- **What this task involves**
Report every line of the data below that contains the word "cathedral", copying each line in full.

- **Input**
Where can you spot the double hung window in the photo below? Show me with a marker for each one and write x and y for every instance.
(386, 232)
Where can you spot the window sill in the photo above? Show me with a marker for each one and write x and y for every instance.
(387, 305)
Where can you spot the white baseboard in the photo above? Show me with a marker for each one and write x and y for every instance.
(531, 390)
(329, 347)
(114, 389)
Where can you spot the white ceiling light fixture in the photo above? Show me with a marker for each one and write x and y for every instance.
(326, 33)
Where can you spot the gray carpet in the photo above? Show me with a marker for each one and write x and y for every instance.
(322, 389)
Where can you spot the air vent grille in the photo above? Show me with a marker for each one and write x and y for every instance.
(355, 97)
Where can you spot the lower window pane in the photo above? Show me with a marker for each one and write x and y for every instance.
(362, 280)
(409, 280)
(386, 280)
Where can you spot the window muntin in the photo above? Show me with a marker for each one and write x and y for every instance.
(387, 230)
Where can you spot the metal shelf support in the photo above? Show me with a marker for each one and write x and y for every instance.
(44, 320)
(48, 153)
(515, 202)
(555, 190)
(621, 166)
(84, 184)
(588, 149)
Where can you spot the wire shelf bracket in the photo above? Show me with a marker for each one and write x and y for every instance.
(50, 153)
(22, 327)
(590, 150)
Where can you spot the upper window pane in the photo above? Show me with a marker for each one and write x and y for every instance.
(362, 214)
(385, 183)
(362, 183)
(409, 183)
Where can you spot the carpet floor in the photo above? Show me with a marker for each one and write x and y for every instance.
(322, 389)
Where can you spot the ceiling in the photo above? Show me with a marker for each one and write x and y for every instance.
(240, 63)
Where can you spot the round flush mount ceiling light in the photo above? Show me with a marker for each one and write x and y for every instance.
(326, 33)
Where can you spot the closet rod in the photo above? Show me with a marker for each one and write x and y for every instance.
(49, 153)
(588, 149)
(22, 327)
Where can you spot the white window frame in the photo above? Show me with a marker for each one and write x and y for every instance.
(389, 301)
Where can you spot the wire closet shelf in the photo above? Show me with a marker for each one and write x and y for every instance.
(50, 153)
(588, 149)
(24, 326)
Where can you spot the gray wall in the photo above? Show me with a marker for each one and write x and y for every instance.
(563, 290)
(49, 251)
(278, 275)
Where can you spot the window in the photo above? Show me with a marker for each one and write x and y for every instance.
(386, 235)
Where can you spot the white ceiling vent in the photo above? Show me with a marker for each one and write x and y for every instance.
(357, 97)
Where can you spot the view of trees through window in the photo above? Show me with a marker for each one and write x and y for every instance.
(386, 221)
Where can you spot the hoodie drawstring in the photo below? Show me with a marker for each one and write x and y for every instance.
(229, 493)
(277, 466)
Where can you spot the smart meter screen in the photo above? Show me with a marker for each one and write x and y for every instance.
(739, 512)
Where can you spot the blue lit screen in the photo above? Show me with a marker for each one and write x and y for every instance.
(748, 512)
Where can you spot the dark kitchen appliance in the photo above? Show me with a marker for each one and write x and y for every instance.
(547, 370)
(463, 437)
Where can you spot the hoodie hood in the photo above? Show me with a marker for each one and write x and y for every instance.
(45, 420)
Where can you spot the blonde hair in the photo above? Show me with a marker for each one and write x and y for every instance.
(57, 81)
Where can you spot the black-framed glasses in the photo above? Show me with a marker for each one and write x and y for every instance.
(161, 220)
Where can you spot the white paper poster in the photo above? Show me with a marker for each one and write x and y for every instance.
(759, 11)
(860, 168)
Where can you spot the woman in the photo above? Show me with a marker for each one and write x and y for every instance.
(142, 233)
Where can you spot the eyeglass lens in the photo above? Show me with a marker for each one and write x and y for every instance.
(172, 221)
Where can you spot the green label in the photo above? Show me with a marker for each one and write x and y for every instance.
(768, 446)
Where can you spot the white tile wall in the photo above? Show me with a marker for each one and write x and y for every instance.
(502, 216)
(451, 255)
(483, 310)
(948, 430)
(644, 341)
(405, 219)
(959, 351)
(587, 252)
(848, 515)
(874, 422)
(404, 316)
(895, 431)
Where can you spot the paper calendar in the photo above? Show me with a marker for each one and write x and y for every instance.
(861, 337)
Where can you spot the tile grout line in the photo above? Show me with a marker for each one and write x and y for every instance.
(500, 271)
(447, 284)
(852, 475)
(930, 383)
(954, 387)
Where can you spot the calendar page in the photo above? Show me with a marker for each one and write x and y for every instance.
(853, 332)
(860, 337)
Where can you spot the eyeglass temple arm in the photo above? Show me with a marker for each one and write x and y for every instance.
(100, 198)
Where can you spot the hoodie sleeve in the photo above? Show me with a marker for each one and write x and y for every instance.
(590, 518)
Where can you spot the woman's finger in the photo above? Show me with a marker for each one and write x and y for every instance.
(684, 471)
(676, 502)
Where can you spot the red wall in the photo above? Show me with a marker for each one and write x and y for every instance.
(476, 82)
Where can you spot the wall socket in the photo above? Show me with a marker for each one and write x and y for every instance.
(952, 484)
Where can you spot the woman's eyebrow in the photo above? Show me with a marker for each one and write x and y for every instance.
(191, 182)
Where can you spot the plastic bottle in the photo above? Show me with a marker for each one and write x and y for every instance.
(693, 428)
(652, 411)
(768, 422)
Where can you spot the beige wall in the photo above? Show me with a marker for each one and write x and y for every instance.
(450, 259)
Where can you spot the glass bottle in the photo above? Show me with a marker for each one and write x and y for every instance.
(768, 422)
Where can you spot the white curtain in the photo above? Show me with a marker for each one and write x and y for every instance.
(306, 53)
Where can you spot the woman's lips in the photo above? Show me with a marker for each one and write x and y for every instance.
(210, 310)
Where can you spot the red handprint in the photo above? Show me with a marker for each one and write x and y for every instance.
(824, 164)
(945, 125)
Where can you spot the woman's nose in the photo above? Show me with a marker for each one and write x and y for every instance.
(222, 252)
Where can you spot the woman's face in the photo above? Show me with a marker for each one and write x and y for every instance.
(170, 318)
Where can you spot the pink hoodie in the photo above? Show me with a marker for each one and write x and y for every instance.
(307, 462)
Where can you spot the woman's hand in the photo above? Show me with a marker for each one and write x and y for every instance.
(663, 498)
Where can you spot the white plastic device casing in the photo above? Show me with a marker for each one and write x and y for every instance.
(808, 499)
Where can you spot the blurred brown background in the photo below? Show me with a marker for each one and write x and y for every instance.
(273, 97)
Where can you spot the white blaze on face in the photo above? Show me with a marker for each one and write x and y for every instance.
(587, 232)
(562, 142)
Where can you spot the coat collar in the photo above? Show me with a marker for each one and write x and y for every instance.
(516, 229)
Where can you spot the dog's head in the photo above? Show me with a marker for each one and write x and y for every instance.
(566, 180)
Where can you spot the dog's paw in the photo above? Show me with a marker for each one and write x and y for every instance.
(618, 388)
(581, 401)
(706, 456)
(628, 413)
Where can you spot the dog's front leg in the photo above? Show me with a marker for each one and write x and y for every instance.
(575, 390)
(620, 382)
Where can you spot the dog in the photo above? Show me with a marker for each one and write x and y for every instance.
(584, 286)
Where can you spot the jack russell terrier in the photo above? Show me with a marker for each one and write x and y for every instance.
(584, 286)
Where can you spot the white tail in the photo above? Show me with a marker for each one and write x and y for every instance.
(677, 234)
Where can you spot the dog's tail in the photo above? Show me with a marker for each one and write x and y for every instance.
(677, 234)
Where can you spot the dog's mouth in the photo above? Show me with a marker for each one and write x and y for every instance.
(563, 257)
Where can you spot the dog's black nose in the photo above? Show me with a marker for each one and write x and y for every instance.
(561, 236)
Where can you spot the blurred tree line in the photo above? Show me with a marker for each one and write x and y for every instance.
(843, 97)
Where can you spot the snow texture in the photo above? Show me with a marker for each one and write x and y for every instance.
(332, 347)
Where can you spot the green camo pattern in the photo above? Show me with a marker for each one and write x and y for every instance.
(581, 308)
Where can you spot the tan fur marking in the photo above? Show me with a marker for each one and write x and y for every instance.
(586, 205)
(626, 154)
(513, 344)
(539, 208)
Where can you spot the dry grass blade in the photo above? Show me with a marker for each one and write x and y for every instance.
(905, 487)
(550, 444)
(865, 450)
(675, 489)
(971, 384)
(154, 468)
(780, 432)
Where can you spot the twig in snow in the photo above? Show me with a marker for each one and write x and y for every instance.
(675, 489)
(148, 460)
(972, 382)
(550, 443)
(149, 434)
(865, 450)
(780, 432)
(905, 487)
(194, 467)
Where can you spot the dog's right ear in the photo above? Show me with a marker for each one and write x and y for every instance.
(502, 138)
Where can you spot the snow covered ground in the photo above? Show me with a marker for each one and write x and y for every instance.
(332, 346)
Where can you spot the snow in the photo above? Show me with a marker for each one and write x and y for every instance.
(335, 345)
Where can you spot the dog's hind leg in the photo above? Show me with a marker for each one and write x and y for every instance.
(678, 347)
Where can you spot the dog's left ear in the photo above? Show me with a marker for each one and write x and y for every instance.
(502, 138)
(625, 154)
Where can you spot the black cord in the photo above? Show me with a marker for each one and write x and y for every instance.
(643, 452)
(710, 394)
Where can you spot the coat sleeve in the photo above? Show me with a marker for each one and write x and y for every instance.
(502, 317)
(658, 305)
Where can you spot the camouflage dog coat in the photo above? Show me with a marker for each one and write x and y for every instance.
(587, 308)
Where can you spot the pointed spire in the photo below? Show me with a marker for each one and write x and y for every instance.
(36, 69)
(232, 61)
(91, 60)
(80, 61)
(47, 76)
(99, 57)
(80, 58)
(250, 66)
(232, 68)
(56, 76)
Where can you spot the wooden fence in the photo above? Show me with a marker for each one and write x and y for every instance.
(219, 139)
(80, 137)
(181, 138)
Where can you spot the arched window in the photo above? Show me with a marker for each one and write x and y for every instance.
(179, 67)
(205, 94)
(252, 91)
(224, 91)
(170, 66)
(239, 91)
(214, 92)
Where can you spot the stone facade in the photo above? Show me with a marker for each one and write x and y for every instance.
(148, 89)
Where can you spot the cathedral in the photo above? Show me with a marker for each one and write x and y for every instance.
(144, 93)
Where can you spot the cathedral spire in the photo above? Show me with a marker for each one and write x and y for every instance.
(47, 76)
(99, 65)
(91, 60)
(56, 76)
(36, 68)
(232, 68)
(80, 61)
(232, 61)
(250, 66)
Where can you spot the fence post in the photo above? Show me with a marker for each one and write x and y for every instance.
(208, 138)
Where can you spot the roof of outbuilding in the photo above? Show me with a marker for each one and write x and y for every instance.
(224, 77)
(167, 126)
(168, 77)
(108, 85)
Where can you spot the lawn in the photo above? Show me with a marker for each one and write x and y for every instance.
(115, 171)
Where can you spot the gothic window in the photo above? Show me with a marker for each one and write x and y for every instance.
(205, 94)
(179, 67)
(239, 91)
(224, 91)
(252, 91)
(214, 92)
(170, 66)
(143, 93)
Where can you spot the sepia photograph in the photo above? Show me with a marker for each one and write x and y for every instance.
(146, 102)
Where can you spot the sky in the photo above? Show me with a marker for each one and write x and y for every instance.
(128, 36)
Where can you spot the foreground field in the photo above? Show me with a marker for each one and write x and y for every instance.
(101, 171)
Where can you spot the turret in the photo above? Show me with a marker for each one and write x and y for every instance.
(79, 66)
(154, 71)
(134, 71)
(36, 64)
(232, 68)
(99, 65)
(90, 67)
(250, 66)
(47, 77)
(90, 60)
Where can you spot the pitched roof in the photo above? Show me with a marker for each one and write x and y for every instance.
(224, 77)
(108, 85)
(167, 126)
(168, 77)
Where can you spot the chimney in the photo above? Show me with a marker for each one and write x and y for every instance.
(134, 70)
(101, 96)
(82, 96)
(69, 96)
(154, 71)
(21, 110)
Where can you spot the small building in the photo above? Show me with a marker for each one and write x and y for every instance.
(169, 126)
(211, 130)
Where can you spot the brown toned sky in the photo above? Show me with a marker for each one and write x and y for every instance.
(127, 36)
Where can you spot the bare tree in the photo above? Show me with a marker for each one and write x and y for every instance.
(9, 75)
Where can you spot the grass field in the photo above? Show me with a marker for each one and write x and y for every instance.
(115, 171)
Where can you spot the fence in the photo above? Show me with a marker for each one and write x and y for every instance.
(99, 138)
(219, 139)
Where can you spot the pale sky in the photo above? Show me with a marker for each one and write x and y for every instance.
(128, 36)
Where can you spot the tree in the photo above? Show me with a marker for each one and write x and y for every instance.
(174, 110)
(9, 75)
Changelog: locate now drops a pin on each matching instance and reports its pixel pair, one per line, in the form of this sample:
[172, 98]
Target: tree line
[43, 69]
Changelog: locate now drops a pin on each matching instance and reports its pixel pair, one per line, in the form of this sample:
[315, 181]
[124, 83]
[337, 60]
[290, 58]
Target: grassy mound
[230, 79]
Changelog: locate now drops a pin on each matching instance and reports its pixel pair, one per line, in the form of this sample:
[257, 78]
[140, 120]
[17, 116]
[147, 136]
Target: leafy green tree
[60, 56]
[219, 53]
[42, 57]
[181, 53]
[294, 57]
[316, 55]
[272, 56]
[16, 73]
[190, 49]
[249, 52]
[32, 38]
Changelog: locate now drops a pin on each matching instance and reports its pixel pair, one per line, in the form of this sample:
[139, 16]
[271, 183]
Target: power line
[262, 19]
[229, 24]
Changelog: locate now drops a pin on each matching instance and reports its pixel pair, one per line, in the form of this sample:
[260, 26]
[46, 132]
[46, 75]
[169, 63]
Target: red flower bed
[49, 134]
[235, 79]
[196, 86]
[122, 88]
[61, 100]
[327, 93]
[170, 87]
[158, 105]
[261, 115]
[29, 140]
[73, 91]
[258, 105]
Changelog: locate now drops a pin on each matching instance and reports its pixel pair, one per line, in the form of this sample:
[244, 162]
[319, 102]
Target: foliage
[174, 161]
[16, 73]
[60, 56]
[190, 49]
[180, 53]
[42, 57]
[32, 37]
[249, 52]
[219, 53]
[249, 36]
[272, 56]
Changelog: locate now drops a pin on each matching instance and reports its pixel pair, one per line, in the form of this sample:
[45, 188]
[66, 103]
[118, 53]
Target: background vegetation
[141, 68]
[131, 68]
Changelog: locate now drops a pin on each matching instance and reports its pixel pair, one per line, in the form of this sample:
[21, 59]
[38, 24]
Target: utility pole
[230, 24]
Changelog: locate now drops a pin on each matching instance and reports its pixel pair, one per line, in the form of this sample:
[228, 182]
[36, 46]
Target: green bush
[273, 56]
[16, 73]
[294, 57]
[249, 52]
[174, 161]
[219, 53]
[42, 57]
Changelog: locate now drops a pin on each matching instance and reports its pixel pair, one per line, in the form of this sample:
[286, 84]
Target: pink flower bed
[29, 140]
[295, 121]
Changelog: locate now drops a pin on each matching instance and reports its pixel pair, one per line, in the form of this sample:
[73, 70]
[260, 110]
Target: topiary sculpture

- **Result for this exercise**
Where can you spot the cathedral in the photo above? Show me with a marker for each one and write x and y for every instance.
Where can you spot the cathedral spire in the photo above? Show me with a marker for each one and write x and y for every instance.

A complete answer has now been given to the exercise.